--- Supplied data Enclosed Below ---

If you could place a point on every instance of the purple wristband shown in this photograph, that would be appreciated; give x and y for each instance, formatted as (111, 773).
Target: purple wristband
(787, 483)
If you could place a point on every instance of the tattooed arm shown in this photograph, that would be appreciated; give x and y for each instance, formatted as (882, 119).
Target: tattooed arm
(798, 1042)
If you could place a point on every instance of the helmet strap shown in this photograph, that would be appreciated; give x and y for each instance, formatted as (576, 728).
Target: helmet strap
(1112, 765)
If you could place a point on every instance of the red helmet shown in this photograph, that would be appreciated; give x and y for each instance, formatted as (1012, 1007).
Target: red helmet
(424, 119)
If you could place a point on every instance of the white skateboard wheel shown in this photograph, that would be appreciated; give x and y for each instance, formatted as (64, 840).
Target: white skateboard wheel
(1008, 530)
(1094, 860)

--- End of Enclosed Supplied data ---

◆ **Work task**
The complete set of entries above must be reproduced verbatim.

◆ **Output**
If you could place a point on every instance of the purple wristband shown in this photograph, that would be appreciated; give x and y for each instance, formatted as (111, 773).
Target: purple wristband
(787, 483)
If you could place a point on every instance of the tattooed arm shown in this photograph, that would be appreciated; give x and y for each instance, formatted as (882, 119).
Target: tattooed arm
(798, 1042)
If you could place a point on every instance of the helmet strap shown in this photograph, that would be appreciated; give x and y for each instance, formatted as (576, 728).
Target: helmet strap
(1112, 765)
If you could place a point on every instance of the red helmet shown in this photograph, that would be appreciated; give x and y for each instance, formatted as (1012, 1007).
Target: red helmet
(424, 119)
If you could place a point on every instance of the white skateboard wheel shown in this photograph, that would be appreciated; give x and y for each instance, formatted as (64, 840).
Target: white skateboard wheel
(1008, 530)
(1094, 860)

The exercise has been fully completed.